Excerpted text →

--

01 April 2004 Thursday 10 Safar 1425

Features


WMD? Don't make me laugh!
EU's economic reforms remain elusive
Seep celebrates its 40 years




WMD? Don't make me laugh!


By Mahir Ali


Don't let anyone tell you that George W. Bush takes himself seriously all the time. At last week's Radio and Television Correspondents' Association dinner, an annual black-tie event, the president of the United States was the guest of honour and thereby, by tradition, the post-victuals entertainer.

Now, George Bush isn't what you would call a natural when it comes to stand-up comedy, especially of the self-deprecating variety. He certainly isn't in the same league as Bill Clinton or Ronald Reagan - but let's face it, chances are that Al Gore would have been even less convincing.

Anyhow, when Bush is deliberately trying to be funny, he requires props. And at the shindig in question, these props took the shape of slides flashed on a large video screen, accompanied by live presidential one-liners.

A picture showing Bush seated at his desk in a boxing robe elicits the comment that he's preparing for a tough election fight. Another one shows him on the phone with a finger in his ear, whereupon the president informs the audience that he spends "a lot of time on the phone listening to our European allies". Ha ha.

The leader of the "free world" said: "Those weapons of mass destruction have got to be somewhere." The audience laughed, which only encouraged the president. A few slides later, an image showed him peering into a corner of his office.

"Nope, no weapons over there," he quipped with a smirk. More laughter. Shortly afterwards, a third picture of Bush searching for something. The punchline? "Maybe under here."

The point is not that any search for weapons of mass destruction in the US would be well rewarded, for its stockpiles (no inspections allowed, of course) are unmatched. Nor that the audience sniggered - we journalists tend to be a cynical lot.

The point is that Bush considered it opportune and appropriate to joke about the false premises on which a war was waged - a war that has thus far claimed the lives of tens of thousands of Iraqis and nearly 600 Americans.

Not all Americans look upon that as a laughing matter. But then, callousness and insensitivity are hallmarks of the administration Bush presides over. Except when it comes to matters concerning its own survival.

The White House is remarkably sensitive to claims that the catastrophe of September 11, 2001, may partly have been a consequence of its complacency about Al Qaeda. Former White House counter-terrorism coordinator Richard Clarke suspects that when he first briefed her on the subject, Bush's national security adviser Condoleezza Rice had never heard of the organization.

Now that's funny, isn't it? Or perhaps not, given that Rice rose to academic prominence as an expert on the former Soviet Union and the Cold War, and her national security team reflects her abiding interest in that area. What is funny is her refusal to testify in public before the bipartisan commission investigating the intelligence failures before and after September 11.

She testified in camera last month, and has agreed to do so again. But not under oath. Could it be that she has more qualms about regurgitating falsehoods after swearing to tell nothing but the truth than colleagues such as Donald Rumsfeld and Paul Wolfowitz?

--

Dataset content →

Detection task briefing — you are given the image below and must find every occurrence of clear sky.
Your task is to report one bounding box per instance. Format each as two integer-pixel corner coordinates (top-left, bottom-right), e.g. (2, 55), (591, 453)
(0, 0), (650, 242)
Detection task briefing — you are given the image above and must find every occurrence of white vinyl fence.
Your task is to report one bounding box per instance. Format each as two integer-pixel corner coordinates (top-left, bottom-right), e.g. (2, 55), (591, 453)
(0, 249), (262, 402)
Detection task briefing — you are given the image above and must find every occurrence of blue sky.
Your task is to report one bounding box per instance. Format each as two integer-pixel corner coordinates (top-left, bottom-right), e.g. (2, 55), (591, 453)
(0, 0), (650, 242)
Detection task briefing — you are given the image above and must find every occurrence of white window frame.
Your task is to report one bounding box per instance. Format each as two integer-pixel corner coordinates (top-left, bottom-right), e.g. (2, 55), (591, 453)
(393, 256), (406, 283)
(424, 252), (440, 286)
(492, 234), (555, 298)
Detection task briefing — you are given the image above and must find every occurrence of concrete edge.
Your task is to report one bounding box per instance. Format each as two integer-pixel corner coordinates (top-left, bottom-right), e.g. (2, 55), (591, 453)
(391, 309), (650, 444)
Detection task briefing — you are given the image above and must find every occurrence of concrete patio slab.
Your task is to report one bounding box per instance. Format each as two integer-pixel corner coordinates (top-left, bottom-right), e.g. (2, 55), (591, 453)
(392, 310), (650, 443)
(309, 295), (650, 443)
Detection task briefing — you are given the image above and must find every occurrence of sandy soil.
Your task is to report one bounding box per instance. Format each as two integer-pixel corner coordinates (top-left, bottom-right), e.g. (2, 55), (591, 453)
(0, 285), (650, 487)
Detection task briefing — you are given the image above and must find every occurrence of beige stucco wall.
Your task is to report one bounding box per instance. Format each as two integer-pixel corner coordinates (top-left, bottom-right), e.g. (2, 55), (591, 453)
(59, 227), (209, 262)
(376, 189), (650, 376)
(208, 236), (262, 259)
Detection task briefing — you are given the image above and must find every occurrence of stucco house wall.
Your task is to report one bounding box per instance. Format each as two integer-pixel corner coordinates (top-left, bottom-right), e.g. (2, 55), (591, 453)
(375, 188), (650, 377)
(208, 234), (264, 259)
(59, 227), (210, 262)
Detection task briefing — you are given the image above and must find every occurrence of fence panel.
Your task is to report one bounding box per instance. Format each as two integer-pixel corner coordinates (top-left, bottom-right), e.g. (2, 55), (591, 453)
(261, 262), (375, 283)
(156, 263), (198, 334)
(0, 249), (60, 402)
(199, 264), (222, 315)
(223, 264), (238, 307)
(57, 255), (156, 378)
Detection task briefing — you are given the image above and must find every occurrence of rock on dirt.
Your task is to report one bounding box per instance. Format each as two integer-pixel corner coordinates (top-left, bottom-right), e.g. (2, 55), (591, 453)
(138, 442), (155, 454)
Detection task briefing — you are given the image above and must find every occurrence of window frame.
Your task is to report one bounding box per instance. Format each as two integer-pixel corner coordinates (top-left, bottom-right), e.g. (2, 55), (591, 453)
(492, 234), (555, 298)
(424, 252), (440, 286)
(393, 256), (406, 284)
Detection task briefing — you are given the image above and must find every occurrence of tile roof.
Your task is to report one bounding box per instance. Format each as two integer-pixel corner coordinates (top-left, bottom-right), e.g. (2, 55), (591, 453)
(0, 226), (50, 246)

--

Short exercise 1 → Echo the commentary on Bush's weapons jokes verbatim, from "A picture showing" to "of his office.".
Short exercise 2 → In one to three sentences, explain why the commentary on Bush's weapons jokes suggests that Richard Clarke's suspicion about Condoleezza Rice may not be funny after all.
Short exercise 3 → Carry the commentary on Bush's weapons jokes forward from its final sentence.

Reply 1 →
A picture showing Bush seated at his desk in a boxing robe elicits the comment that he's preparing for a tough election fight. Another one shows him on the phone with a finger in his ear, whereupon the president informs the audience that he spends "a lot of time on the phone listening to our European allies". Ha ha.

The leader of the "free world" said: "Those weapons of mass destruction have got to be somewhere." The audience laughed, which only encouraged the president. A few slides later, an image showed him peering into a corner of his office.

Reply 2 → Rice rose to academic prominence as an expert on the former Soviet Union and the Cold War, and her national security team reflects her abiding interest in that area. That background makes her unfamiliarity with Al Qaeda less surprising.

Reply 3 →
Rice has been at the forefront of efforts to discredit Clarke, who has testified that on the day after the twin towers came crashing down, Bush was adamant that a link be found between the terrorist attacks of 9/11 and Saddam Hussein's regime, while Rumsfeld helpfully suggested that Iraq offered better targets than Afghanistan. Unfortunately for the administration, plenty of people are prepared to corroborate Clarke's charges.

Meanwhile, a prime example of state terrorism - the assassination by direct missile hit of a sexagenarian paraplegic - has provoked neither rage nor alarm in Washington. The State Department at least pretended to be mildly miffed by the brazen murder of Sheikh Ahmed Yassin, saying that the development could prove unhelpful.

The White House betrayed no such scruples: barely stopping short of crowing about the deed, it repeated the mantra that Israel (unlike the Palestinians) has the right to defend itself.

Even unfunnier was the veto fired off by US ambassador John Negroponte in the UN Security Council vote on an Algerian resolution condemning the targeting of Yassin. Although the resolution slammed all violence against civilians, it purportedly fell short of Negroponte's expectations because it failed to single out Hamas for condemnation.

That was just an excuse. After all, stonewalling attempted UN criticism of Israel is second nature to the US. Perhaps one ought to be grateful that no one has so far attempted to crack jokes about old terrorists in wheelchairs.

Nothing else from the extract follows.